>>>
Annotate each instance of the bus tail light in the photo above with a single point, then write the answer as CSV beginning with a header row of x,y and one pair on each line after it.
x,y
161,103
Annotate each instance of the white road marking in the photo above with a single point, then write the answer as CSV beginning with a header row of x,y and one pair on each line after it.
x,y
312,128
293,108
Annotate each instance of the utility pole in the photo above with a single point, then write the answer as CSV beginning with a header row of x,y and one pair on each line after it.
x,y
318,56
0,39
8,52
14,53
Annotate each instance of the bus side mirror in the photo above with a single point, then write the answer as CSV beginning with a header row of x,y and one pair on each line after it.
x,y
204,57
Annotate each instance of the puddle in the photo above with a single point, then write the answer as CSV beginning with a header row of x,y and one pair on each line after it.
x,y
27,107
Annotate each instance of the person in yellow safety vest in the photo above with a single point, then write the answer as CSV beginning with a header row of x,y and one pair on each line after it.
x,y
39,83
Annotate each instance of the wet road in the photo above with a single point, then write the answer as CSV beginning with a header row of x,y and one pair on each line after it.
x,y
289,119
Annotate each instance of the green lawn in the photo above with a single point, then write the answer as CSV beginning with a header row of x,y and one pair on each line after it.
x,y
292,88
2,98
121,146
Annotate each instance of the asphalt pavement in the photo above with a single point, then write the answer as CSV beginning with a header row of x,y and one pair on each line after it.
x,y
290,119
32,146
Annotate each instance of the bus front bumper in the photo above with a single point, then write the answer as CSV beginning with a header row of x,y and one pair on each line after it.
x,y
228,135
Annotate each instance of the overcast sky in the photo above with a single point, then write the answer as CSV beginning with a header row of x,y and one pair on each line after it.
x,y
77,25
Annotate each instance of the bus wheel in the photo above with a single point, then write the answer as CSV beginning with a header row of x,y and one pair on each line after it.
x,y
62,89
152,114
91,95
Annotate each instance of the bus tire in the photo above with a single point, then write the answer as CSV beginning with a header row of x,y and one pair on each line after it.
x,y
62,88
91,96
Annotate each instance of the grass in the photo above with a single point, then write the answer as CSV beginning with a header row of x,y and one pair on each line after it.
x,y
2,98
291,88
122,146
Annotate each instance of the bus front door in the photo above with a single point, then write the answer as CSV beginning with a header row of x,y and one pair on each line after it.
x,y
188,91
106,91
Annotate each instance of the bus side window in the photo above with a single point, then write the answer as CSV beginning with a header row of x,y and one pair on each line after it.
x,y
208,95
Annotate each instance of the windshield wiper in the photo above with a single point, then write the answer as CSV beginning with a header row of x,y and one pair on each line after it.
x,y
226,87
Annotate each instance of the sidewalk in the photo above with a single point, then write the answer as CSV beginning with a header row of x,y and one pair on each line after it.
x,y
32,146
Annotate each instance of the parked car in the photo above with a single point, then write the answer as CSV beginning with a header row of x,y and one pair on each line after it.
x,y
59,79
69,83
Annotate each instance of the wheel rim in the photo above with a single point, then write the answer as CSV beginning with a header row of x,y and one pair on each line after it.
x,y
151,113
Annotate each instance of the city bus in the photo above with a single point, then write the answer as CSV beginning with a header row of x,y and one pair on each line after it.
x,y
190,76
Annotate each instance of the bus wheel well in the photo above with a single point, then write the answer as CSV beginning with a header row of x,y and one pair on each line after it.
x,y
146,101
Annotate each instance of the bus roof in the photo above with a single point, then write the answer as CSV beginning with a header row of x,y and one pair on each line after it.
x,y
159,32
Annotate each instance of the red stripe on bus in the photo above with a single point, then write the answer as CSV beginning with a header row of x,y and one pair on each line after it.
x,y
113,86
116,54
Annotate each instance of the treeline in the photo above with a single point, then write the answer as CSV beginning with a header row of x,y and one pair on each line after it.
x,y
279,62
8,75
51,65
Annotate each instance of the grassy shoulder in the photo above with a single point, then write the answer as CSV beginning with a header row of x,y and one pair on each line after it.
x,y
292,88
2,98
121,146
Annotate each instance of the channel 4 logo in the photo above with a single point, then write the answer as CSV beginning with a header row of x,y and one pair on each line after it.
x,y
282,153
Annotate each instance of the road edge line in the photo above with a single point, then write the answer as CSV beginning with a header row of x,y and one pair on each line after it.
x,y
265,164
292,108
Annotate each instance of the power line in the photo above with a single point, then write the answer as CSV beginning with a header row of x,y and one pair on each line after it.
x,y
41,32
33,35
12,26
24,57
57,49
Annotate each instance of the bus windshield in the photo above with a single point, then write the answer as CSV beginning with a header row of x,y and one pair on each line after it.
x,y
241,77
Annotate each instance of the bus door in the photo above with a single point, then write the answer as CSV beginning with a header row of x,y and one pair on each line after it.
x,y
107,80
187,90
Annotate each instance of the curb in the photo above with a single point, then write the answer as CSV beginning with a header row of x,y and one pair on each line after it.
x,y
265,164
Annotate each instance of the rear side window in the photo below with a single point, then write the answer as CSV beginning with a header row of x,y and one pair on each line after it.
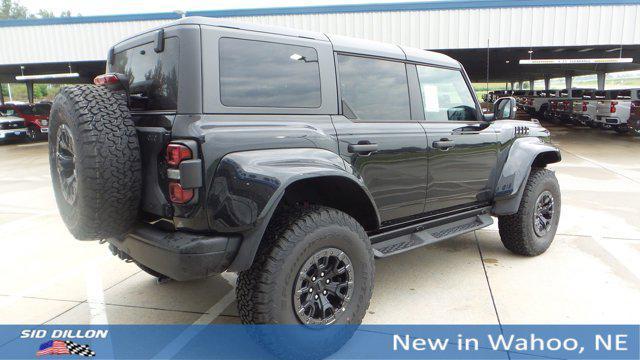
x,y
445,95
153,77
374,89
624,94
266,74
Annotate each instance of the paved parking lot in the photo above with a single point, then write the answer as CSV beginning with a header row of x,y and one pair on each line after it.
x,y
591,274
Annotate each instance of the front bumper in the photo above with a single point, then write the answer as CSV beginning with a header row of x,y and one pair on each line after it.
x,y
177,254
13,134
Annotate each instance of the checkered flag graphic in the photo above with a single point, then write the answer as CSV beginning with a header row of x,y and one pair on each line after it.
x,y
77,349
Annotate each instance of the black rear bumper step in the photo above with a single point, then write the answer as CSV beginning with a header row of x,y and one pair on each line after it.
x,y
178,255
430,235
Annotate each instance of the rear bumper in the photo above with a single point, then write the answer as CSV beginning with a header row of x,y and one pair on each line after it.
x,y
610,120
13,134
178,255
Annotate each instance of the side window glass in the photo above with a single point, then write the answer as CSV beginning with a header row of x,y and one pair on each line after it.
x,y
445,95
374,89
265,74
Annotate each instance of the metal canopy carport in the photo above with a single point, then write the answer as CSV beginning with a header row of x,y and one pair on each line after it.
x,y
504,62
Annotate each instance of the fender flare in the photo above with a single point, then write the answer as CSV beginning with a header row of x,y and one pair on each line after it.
x,y
524,154
248,186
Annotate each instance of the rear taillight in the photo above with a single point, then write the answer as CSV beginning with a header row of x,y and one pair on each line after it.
x,y
175,154
635,108
179,195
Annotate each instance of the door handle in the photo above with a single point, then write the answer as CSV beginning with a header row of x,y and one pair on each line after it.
x,y
444,144
362,147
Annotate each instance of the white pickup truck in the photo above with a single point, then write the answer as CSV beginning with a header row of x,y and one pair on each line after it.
x,y
584,112
614,112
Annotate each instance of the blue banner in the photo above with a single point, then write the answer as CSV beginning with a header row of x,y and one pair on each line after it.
x,y
316,342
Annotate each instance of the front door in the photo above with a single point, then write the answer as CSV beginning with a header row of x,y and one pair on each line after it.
x,y
462,148
378,136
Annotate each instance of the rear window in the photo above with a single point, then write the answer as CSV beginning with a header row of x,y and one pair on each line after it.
x,y
26,109
153,77
265,74
42,109
600,94
623,94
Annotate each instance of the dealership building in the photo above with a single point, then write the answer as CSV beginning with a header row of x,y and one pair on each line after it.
x,y
522,43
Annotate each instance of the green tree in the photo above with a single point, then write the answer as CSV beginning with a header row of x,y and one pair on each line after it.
x,y
12,10
45,14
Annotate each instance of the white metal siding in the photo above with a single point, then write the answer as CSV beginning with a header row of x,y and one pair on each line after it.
x,y
433,29
62,43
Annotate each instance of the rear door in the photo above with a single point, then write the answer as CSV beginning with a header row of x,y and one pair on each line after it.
x,y
462,148
378,136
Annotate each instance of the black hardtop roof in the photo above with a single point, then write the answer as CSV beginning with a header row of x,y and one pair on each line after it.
x,y
340,43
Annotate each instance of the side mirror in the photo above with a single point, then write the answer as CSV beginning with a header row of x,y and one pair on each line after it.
x,y
505,108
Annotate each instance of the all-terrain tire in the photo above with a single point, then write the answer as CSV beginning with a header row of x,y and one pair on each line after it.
x,y
517,231
95,122
292,237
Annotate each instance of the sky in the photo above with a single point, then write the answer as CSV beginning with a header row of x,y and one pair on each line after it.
x,y
101,7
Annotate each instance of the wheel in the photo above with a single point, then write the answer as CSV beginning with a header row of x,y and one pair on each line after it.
x,y
159,276
94,159
32,134
531,230
315,267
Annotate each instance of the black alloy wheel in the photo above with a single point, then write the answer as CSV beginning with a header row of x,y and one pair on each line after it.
x,y
323,287
543,214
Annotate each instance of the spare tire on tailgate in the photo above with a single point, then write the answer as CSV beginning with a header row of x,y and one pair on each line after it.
x,y
94,157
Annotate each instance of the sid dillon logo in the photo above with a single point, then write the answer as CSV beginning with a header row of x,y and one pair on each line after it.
x,y
62,347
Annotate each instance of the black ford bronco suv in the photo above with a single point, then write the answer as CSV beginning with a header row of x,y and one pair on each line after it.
x,y
293,158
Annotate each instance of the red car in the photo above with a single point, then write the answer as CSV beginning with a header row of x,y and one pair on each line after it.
x,y
36,117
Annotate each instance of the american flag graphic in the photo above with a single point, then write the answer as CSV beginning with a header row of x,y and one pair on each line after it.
x,y
61,347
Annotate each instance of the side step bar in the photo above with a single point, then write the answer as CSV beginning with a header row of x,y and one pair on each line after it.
x,y
430,235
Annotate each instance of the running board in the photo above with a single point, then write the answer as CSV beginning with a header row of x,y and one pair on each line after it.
x,y
430,235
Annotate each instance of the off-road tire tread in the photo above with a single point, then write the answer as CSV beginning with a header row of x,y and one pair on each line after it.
x,y
255,284
108,151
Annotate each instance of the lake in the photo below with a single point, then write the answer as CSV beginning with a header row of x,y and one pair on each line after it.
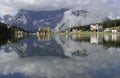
x,y
60,56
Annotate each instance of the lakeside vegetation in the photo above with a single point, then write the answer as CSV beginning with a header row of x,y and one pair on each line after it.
x,y
106,24
11,33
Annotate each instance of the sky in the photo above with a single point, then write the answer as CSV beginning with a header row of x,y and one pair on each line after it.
x,y
12,6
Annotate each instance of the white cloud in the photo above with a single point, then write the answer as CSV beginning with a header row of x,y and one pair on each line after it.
x,y
11,6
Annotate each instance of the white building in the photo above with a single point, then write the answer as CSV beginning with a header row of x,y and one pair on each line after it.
x,y
96,27
114,31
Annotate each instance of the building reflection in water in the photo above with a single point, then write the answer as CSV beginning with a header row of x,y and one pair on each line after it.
x,y
112,37
44,37
96,39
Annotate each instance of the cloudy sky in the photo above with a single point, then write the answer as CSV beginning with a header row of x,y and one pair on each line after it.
x,y
12,6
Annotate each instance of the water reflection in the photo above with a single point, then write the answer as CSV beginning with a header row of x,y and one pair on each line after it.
x,y
44,37
63,56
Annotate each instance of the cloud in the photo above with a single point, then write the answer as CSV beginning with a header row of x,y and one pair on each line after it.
x,y
10,7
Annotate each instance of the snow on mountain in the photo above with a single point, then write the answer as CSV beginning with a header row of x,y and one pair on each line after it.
x,y
58,20
32,20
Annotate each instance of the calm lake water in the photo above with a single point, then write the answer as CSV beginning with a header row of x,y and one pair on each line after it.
x,y
60,56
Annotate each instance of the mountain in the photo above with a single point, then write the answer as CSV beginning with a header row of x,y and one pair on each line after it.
x,y
6,19
59,20
72,18
32,20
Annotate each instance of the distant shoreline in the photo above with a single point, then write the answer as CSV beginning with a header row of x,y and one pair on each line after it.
x,y
86,33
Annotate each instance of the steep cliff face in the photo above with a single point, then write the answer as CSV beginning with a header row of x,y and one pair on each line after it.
x,y
32,20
<<<
Exercise prompt – Could you reproduce, word for word, the lines from the one containing "Annotate each instance of the steep" through the end of the records?

Result of this task –
Annotate each instance of the steep cliff face in the photo above with a single point, then write the answer as CSV beginning with a header row of x,y and one pair on each line after it.
x,y
32,20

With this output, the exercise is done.